BEGIN Selected extract

Stacy Garrop | Credit: Darrell Hoemann Photography

Actually, the story of voting rights is far from complete, but arguably this piece would be less important if it were. Stoyanov, for his part, has invested hundreds of hours so far, in a process that has brought out his stubborn perfectionism, but also his love of the process of musicmaking, his engineering skills, which he has honed at his fully equipped home studio, and his devotion to the message of Garrop’s piece.

It’s not enough, with a premiere, to get musicians the parts. There’s a further process of getting them to get a sense of what the whole piece will be like so that they can “play it with feeling.” The first part of Stoyanov’s process was to get a MIDI (musical instrument digital interface) demo of the whole piece from Garrop, which he shared with all the musicians. Then he also used the demo in the background of the metronome clicks that each musician was provided with so that the musician’s individual recording would be in tempo and synch up with the other musicians. This way, the instrumentalists could remain a little more immersed in the music’s whole shape.

Difficult as the process of recording individually was, Stoyanov reports that it was also joyous, as musicians bought into the mission: “Everybody from the festival’s orchestra who participated was just so very supportive and incredibly accommodating and flexible and willing and excited and it was a joy to collaborate with everybody. Even though everybody was, probably, hundreds of miles away from each other, everybody’s will and passion for this made it feel as if everybody was in the same room, just like when we were at the festival.”

END Selected extract
BEGIN Available data

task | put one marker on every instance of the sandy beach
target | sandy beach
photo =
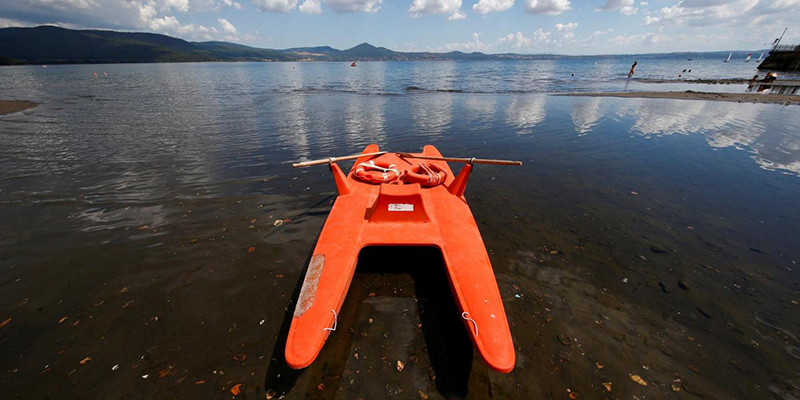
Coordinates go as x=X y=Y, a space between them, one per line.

END Available data

Exercises »
(1) In the passage about recording Garrop's piece, which qualities of Stoyanov does his process bring out?
(2) From the passage about recording Garrop's piece, copy the part starting at "Stacy Garrop |" and ending at "of Garrop’s piece.", substituting "relentless" for "stubborn".
Rely only on the passage about recording Garrop's piece.

Answers to this exercise »
(1)
- His stubborn perfectionism
- His love of the process of musicmaking
- His engineering skills
- His devotion to the message of Garrop's piece

(2)
Stacy Garrop | Credit: Darrell Hoemann Photography

Actually, the story of voting rights is far from complete, but arguably this piece would be less important if it were. Stoyanov, for his part, has invested hundreds of hours so far, in a process that has brought out his relentless perfectionism, but also his love of the process of musicmaking, his engineering skills, which he has honed at his fully equipped home studio, and his devotion to the message of Garrop’s piece.